2.4. C’est parce que la subjectivité dont il est question ne correspond pas au sujet universel et neutre de la philosophie classique que je préfère dans mon texte parler de « subjectivité » plutôt que de « sujet ».

 

3 . Vérité subjective et vérité objective :

 

3.1. Néanmoins, le fait de faire de la souffrance éprouvée par le sujet la base d’une éthique et au-delà même d’une critique socio-politique se heurte à plusieurs arguments.

 

Je vais en exposer quelqu’uns :

 

- L’argument de la paranoïa : Une subjectivité donnée peut ressentir une souffrance, l’attribuer à un facteur extérieure à elle, alors qu’il s’agit d’une subjectivité paranoïaque. La subjectivité paranoïaque fait du monde extérieur une cause imaginaire de sa souffrance qui ne se trouve que dans sa psyché. Il y a ici une pathologisation et une psychiatrisation du ressenti subjectif.

 

- L’argument du masculiniste : Le masculiniste peut lui aussi dire éprouver une souffrance. Sa souffrance proviendrait du mouvement féministe qui opprime les hommes. De manière générale, cet argument pose la question de savoir quelle souffrance est légitime. Est-ce qu’il suffit de ressentir une souffrance pour que celle-ci doive être socialement reconnue comme légitime ?

 

- L’argument de la fragilité : C’est une objection qui est par exemple opposée à ceux qui se plaignent de « micro-agressions » raciste, sexiste ou homophobe. Certains auteurs considèrent que la micro-agression ne renverrait pas à une oppression, mais à une fragilité psychologique excessive du sujet. C’est la thèse des « snowflakes » (flocon de neige)9.

 

De manière générale, cet argument est souvent renvoyé aux personnes qui revendiquent une cause socio-politique de leur souffrance psychique. Par exemple, dans le cas des organisations de travail, si le sujet « craque » sous l’effet du stress, c’est lié à une fragilité qui serait propre à un sujet, et non pas la conséquence de l’organisation du travail. La preuve : seules certaines personnes « craquent »  en faisant des dépressions, des burn-out ou en développant des « troubles de l’adaptation ».

 

(Il faut noter qu’à contrario la reconnaissance dans le DSM de la notion de « stress post-traumatique » a été le produit d’une lutte de « victimes », en premier lieu aux Etats-Unis, les vétérans du Viet-Nam, pour faire admettre que certaines situations extérieures étaient de nature à déclencher chez un nombre significatif de personnes des troubles psychiques 10 ).

+---+

■ Énoncé 1:
Répondez à ces questions sur l'extrait sur la souffrance subjective :
(a) Pour quelle raison le texte préfère-t-il parler de « subjectivité » plutôt que de « sujet » ?
(b) Selon l'argument du masculiniste, d'où proviendrait la souffrance du masculiniste ?
(c) Quel groupe est cité, en premier lieu aux Etats-Unis, dans la lutte pour la reconnaissance du « stress post-traumatique » ?
■ Énoncé 2: Poursuivez l'extrait sur la souffrance subjective à partir de sa dernière phrase.

■ Lignes fournies:
+---+

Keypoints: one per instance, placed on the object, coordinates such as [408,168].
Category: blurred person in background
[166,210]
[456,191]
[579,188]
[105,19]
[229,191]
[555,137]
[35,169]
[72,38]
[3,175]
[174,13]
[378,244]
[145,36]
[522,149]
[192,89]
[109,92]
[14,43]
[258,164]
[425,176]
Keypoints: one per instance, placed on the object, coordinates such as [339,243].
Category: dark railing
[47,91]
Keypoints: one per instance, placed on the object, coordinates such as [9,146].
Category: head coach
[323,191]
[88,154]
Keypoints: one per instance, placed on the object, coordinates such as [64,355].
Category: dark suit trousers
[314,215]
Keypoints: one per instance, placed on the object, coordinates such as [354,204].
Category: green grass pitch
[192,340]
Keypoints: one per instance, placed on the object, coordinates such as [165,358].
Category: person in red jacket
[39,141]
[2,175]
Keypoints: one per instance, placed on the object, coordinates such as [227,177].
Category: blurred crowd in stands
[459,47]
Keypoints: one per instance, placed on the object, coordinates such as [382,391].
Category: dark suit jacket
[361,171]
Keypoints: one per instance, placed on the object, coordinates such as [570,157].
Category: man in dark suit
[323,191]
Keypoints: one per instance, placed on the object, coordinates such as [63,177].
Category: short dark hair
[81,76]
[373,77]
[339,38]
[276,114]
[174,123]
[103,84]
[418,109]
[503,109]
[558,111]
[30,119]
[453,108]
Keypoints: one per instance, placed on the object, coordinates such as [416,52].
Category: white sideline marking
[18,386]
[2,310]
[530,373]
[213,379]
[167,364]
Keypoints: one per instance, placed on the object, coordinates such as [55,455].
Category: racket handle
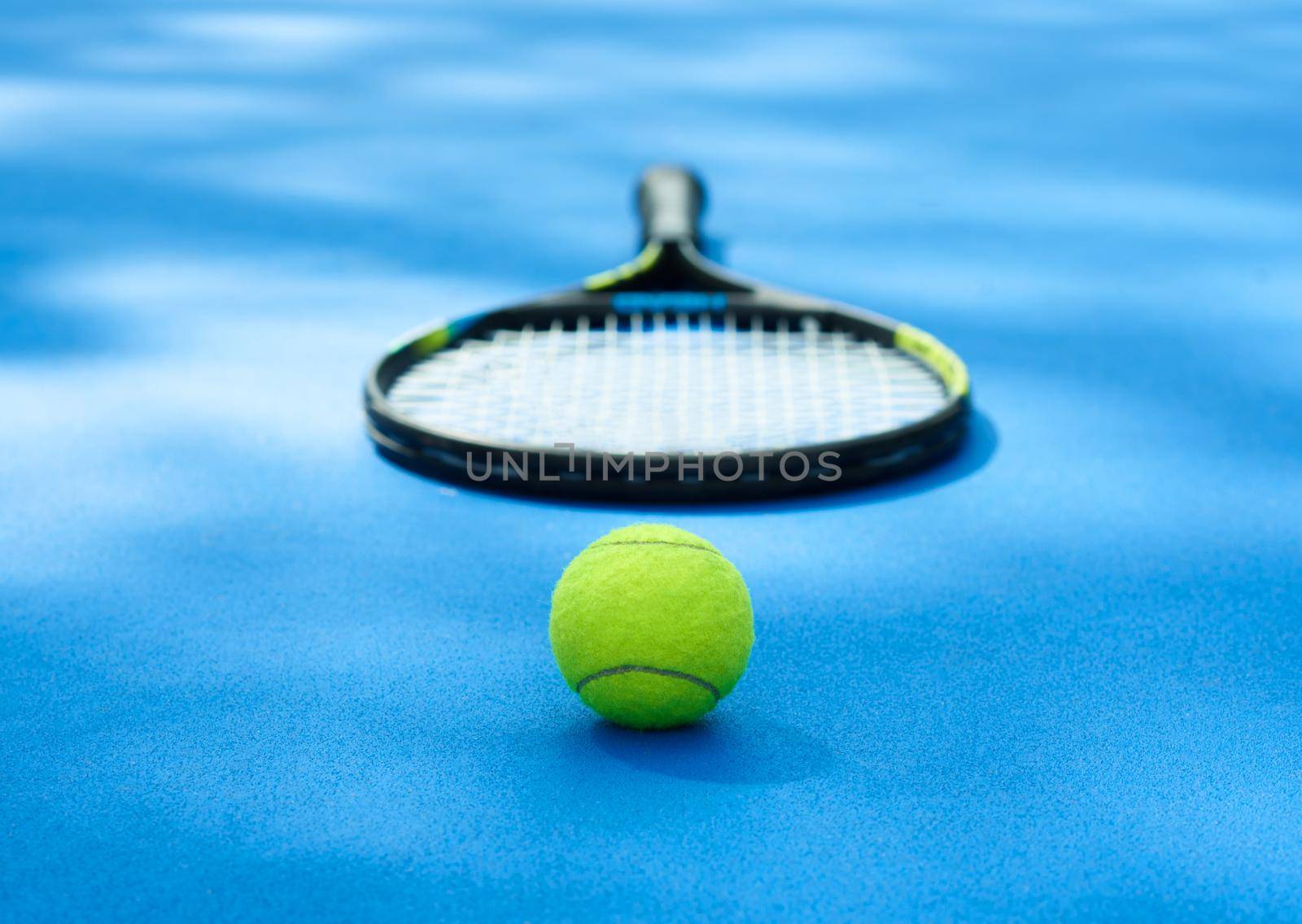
[671,201]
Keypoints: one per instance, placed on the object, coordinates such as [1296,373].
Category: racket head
[668,377]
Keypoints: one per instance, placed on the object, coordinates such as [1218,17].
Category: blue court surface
[249,670]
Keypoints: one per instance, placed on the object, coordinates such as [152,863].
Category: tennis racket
[668,377]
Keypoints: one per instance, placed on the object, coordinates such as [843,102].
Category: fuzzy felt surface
[651,625]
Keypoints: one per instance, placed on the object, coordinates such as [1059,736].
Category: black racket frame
[670,271]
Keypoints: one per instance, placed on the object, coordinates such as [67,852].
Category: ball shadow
[719,750]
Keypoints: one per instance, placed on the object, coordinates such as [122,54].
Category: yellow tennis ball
[651,626]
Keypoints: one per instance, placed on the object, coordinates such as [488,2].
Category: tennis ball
[651,626]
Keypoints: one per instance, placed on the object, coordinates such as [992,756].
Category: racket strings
[666,381]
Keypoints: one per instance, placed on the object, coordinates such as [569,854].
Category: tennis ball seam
[644,669]
[657,542]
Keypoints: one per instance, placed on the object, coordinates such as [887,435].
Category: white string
[668,384]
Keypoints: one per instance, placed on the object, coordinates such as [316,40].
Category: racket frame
[668,271]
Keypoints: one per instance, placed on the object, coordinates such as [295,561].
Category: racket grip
[671,201]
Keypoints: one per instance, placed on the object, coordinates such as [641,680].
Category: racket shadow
[973,455]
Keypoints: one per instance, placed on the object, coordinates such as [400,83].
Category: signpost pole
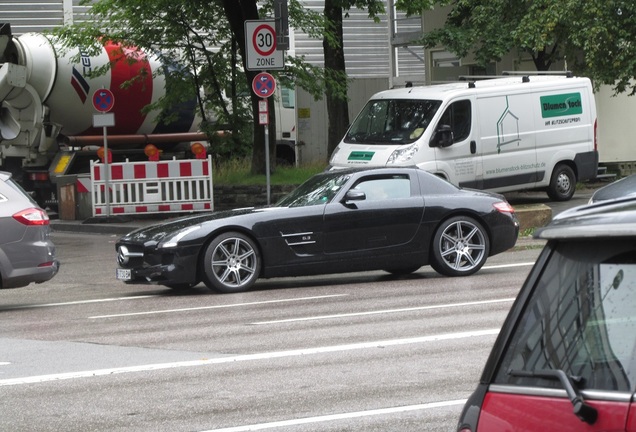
[267,179]
[106,174]
[103,101]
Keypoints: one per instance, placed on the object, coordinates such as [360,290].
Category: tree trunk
[337,106]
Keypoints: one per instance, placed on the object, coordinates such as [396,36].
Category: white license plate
[124,274]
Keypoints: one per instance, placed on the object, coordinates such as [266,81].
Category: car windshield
[319,189]
[392,121]
[581,319]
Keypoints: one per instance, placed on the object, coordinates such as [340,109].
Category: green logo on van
[361,156]
[561,105]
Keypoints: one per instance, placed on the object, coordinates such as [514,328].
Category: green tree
[335,67]
[204,42]
[594,37]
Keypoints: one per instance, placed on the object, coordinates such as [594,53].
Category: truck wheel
[232,263]
[562,183]
[460,247]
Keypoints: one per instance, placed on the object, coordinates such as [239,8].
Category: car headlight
[172,240]
[403,155]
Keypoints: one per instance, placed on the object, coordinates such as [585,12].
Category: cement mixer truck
[47,109]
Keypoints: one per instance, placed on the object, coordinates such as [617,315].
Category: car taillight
[32,216]
[503,207]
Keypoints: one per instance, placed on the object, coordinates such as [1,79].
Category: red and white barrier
[172,186]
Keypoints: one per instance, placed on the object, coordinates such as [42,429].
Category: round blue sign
[103,100]
[264,84]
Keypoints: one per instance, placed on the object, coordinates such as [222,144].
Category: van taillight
[595,139]
[32,216]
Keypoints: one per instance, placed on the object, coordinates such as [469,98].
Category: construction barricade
[167,186]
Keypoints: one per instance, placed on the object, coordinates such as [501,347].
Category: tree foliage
[596,38]
[203,43]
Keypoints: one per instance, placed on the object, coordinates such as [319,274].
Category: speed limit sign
[260,43]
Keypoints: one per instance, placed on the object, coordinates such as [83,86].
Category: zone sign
[261,49]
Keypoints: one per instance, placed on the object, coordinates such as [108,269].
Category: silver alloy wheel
[461,247]
[233,263]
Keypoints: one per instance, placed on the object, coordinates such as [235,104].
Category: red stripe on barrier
[81,187]
[140,171]
[185,169]
[116,172]
[162,170]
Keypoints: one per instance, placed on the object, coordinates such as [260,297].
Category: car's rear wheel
[562,183]
[460,247]
[231,263]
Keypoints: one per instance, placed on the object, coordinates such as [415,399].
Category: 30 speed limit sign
[260,43]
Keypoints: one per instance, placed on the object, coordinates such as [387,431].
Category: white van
[501,134]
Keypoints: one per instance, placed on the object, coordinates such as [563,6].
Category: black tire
[232,263]
[460,247]
[562,183]
[402,271]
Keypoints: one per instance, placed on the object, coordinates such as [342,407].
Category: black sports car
[393,219]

+---+

■ Réponse 1:
(a) Parce que la subjectivité dont il est question ne correspond pas au sujet universel et neutre de la philosophie classique.
(b) Du mouvement féministe, qui opprimerait les hommes.
(c) Les vétérans du Viet-Nam.

■ Réponse 2:
- L’argument de l’idéologie victimaire : De manière générale, ceux qui contestent la reconnaissance de la souffrance subjective des victimes identifient les luttes actuelles à une idéologie victimaire. Ils reprochent à cette demande de reconnaissance de la souffrance des victimes de conduire à une concurrence des individus pour être reconnus comme des victimes. Faire de la souffrance subjective, le point de départ d’une politique, conduirait aux pathologies de la reconnaissance.

 

Ce qui me paraît en définitif interrogé, à travers ces arguments, c’est la possibilité de faire de la souffrance subjective, le point de départ d’une revendication socio-politique. Peut-on sortir la souffrance subjective de sa subjectivité et lui donner un caractère objectif ?

 

3.2. Sur le plan d’une réflexion relevant d’une éthique libertaire, cela pose une question à un autre niveau. Une éthique libertaire se limite-t-elle à ne pouvoir énoncer que des vérités subjectives ? Y-a-t-il un autre critère qui pourrait permettre à une telle subjectivité de préserver son autonomie dans la conduite de son existence et d’essayer de dépasser les objections faites au subjectivisme ?

 

Deuxième moment : Le critère de cohérence.

 

Je vais argumenter dans ce deuxième moment de la réflexion comment il me semble que la cohérence peut-être un critère d’une éthique perfectionniste libertaire dans la mesure où la cohérence est un critère interne à la subjectivité.

 

1. La cohérence comme critère d’une éthique perfectionniste11.

 

Le premier argument, c’est que la cohérence peut-être considérée comme l’idéal d’une éthique perfectionniste qui peut être adoptée par une subjectivité donnée.

 

1.1. En effet, une personne peut estimer que l’objectif de son existence est d’arriver à une plus grande cohérence, qu’il s’agit d’un projet d’existence, d’une œuvre à la fois intellectuelle et pratique.

 

1.2. Elle peut également considérer que la cohérence peut être un objectif de la personnalité dans son ensemble. L’idéal de perfection de l’existence serait alors de parvenir à une cohérence entre sa pensée, son discours et son action.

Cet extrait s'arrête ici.